### Stored data entries
^^^^^^^^
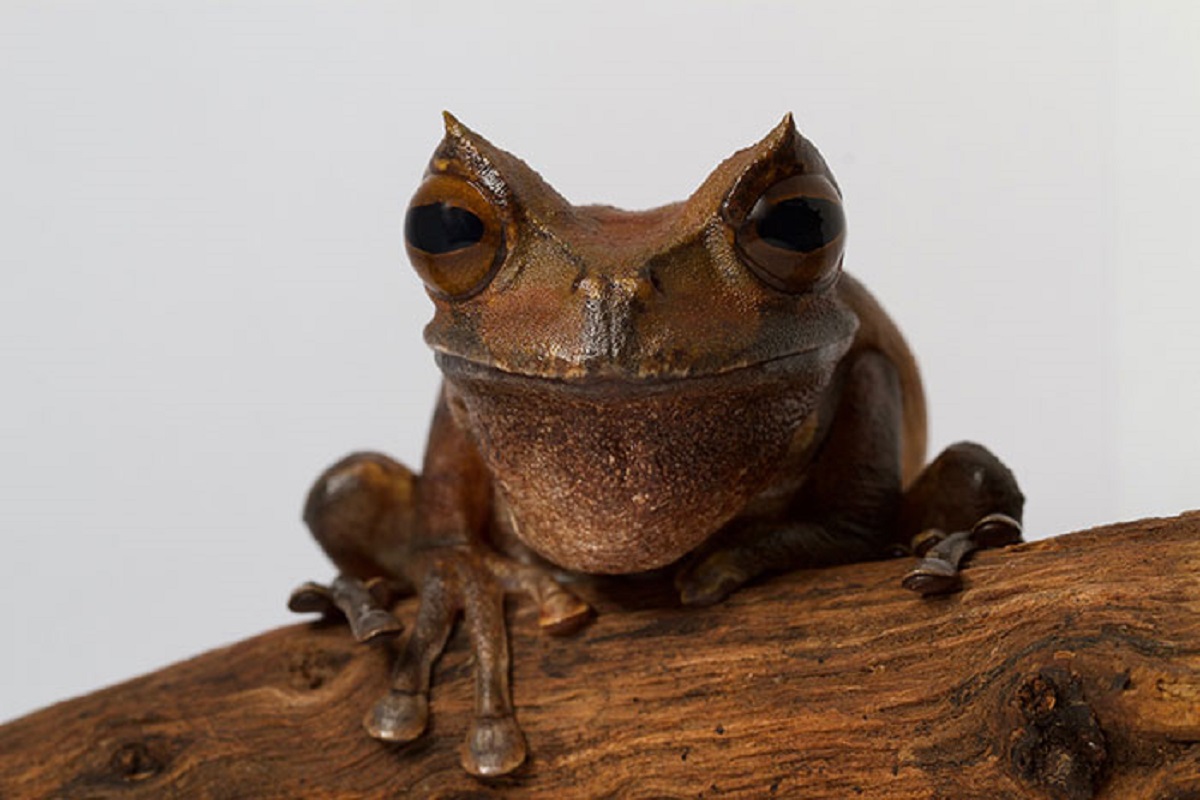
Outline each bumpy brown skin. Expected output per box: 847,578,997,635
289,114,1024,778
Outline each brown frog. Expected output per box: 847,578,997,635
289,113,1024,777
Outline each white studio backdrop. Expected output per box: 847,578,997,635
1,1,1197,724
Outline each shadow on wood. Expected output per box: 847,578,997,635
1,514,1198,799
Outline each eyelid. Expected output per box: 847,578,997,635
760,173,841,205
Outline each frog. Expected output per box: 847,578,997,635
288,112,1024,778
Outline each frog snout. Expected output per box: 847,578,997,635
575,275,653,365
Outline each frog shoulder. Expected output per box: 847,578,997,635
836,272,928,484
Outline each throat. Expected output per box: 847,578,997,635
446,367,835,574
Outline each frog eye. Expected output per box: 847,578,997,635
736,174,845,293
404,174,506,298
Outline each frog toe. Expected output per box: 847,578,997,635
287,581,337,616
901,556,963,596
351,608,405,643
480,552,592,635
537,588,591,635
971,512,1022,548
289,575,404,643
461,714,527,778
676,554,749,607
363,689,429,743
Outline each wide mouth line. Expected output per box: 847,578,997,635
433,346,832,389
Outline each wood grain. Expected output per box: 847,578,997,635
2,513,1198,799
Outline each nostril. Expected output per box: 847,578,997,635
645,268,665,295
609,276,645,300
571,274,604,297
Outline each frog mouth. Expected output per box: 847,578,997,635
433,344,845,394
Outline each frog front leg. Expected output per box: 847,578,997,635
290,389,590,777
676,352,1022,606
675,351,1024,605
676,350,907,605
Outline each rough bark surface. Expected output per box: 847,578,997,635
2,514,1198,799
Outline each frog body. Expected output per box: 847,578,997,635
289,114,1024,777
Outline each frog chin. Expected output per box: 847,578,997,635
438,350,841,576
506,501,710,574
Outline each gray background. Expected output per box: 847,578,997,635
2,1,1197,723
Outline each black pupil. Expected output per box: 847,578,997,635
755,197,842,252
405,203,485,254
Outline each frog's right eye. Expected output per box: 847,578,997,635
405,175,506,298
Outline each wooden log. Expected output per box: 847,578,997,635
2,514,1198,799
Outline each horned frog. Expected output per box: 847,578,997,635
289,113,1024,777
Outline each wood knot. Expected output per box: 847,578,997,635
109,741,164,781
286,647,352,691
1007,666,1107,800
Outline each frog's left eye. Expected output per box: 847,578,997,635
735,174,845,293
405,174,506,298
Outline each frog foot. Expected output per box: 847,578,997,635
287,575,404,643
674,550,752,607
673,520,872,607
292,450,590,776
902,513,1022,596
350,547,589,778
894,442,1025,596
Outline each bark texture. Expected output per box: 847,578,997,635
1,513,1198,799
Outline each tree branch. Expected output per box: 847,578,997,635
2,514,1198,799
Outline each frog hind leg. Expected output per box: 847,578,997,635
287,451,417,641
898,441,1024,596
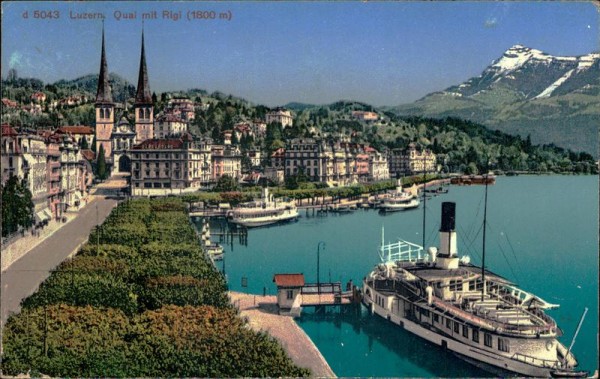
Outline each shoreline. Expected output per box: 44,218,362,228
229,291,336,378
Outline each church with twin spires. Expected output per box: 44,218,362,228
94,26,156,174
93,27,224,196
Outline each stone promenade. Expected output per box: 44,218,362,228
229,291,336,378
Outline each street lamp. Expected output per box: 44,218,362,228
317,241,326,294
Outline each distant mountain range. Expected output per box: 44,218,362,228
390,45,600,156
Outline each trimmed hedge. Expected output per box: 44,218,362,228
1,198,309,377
^^^^^^^^
### Your goal
What is needed is an exact repeat of the records, with every picture left out.

### Written reply
Outline each bumpy brown skin. Expected output per box: 847,578,997,635
289,114,1024,778
Outline each brown frog. Expected output per box: 847,578,997,635
289,113,1024,777
Outline each white studio backdrop. Expected output per box: 847,578,997,635
1,1,1197,724
Outline each shadow on wood. Expected output per box: 847,578,997,635
1,514,1198,799
Outline each eyelid. Expected output per box: 847,578,997,635
760,173,841,205
Outline each frog. Expected output per box: 847,578,997,635
288,112,1024,778
Outline each frog snout. Expected output per box: 847,578,997,635
575,275,653,365
Outline each frog shoulder. Expected output per box: 847,578,997,635
836,272,928,484
Outline each throat. Expected output per box: 847,578,997,635
446,367,835,574
Outline each frog eye. Expected output per box: 847,578,997,635
736,174,845,293
404,174,506,298
Outline each frog toe. Expected output per box: 847,578,997,635
287,581,337,616
901,556,963,596
351,608,405,643
480,552,592,635
537,588,591,635
971,512,1022,548
289,575,404,643
461,714,527,778
676,554,749,607
363,689,429,743
Outline each wide mouth line. Expected output per box: 847,578,997,635
433,346,832,389
Outline each wood grain. Expected output per box: 847,578,997,635
2,513,1198,799
Outline each nostril. Expected output per box: 847,578,997,635
645,268,665,295
609,276,645,300
571,274,604,297
Outline each frog mouth. Expected output per box: 847,578,997,635
433,344,845,394
Outline each frog front leg. Expected output per box: 847,578,997,635
290,389,590,777
676,352,1022,606
675,351,1024,605
676,350,907,605
Outline each rough bark surface. Expected output per box: 847,578,997,635
2,514,1198,799
Outline each frog body. Expected output per box: 847,578,997,635
289,114,1024,777
Outline each frog chin. Expected output per box: 847,578,997,635
438,350,841,576
506,501,710,574
Outline each gray background. Expected output per box: 847,578,997,635
2,1,1197,723
Outline each black pupil. Expected output per box: 847,578,997,635
755,197,842,252
405,203,485,254
Outline each frog's right eye. Expected output per box: 847,578,997,635
405,175,506,298
Outline each wooden log. Expected output per box: 847,578,997,635
2,514,1198,799
Outline each horned frog. Expected output per box: 847,578,997,635
289,113,1024,777
Outline each wood knot. Expected output per box: 847,578,997,635
109,741,164,781
286,647,352,691
1007,666,1107,800
Outline each frog's left eye. Expected output per box: 847,578,997,635
735,174,845,293
405,174,506,298
Outline each frog foot. Expected output per box: 847,578,997,635
287,575,404,643
674,550,752,607
673,520,872,607
292,450,590,776
902,513,1022,596
350,547,589,778
894,442,1025,596
Outline each bark texture. Expected output per box: 847,578,997,635
1,513,1198,799
Outline each tree branch. Expected output per box: 847,578,997,635
2,514,1198,799
Outline each frog hind leg. Expected output per box: 847,578,997,635
287,451,417,641
898,441,1024,596
Outline each shoreline. Expected output per box: 44,218,362,228
229,291,336,378
Outline each church with twin spires. Expected output per box: 44,218,362,228
94,26,156,174
93,27,224,196
Outline each stone promenade. Expected output per box: 44,218,362,228
229,291,336,378
Outline each street lamp. Expected output per box: 44,218,362,228
317,241,326,294
Outline each distant mountain range. Expected output per box: 44,218,362,228
390,45,600,156
Outline each trimmed hedge. Expected output per box: 44,218,362,228
1,198,309,377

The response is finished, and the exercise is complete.